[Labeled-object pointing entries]
* BEGIN *
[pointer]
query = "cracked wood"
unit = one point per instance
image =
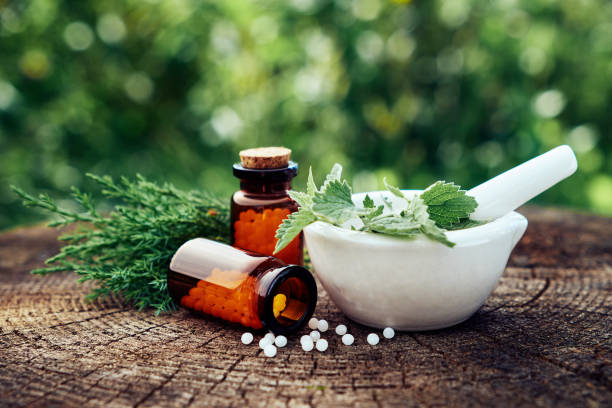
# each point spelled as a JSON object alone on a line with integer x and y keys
{"x": 543, "y": 338}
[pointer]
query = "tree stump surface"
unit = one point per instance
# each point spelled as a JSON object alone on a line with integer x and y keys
{"x": 542, "y": 338}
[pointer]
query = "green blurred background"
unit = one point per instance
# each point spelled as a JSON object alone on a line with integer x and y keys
{"x": 414, "y": 91}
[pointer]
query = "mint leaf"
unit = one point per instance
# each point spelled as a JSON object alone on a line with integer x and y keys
{"x": 311, "y": 187}
{"x": 371, "y": 213}
{"x": 417, "y": 209}
{"x": 334, "y": 175}
{"x": 400, "y": 226}
{"x": 395, "y": 190}
{"x": 447, "y": 204}
{"x": 292, "y": 226}
{"x": 303, "y": 199}
{"x": 335, "y": 203}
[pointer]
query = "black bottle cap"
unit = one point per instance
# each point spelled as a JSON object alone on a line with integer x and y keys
{"x": 309, "y": 297}
{"x": 280, "y": 174}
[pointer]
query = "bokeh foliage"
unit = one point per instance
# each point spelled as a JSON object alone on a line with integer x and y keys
{"x": 414, "y": 91}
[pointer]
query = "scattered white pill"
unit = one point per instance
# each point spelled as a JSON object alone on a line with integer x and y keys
{"x": 388, "y": 333}
{"x": 264, "y": 342}
{"x": 348, "y": 339}
{"x": 373, "y": 339}
{"x": 280, "y": 341}
{"x": 247, "y": 338}
{"x": 270, "y": 350}
{"x": 322, "y": 325}
{"x": 307, "y": 345}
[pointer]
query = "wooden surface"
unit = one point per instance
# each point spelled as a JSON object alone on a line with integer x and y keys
{"x": 542, "y": 339}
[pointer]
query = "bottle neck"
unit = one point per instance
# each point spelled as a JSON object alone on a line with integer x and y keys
{"x": 287, "y": 297}
{"x": 265, "y": 188}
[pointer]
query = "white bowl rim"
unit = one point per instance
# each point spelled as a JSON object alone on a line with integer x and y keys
{"x": 509, "y": 223}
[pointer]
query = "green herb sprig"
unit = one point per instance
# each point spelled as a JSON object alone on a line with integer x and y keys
{"x": 441, "y": 207}
{"x": 128, "y": 251}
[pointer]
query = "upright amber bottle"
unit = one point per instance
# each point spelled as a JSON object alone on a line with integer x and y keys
{"x": 262, "y": 203}
{"x": 254, "y": 290}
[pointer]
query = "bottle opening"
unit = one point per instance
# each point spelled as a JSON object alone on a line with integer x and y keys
{"x": 290, "y": 300}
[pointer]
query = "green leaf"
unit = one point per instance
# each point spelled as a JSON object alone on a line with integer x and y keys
{"x": 395, "y": 190}
{"x": 447, "y": 204}
{"x": 311, "y": 187}
{"x": 368, "y": 202}
{"x": 334, "y": 175}
{"x": 303, "y": 199}
{"x": 292, "y": 226}
{"x": 417, "y": 209}
{"x": 400, "y": 226}
{"x": 335, "y": 204}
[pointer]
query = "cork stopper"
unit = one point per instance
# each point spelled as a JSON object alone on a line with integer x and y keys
* END *
Task prompt:
Pick out each line in the items above that contains the word "white".

Result of the exercise:
query = "scattered white pill"
query = "white bowl rim"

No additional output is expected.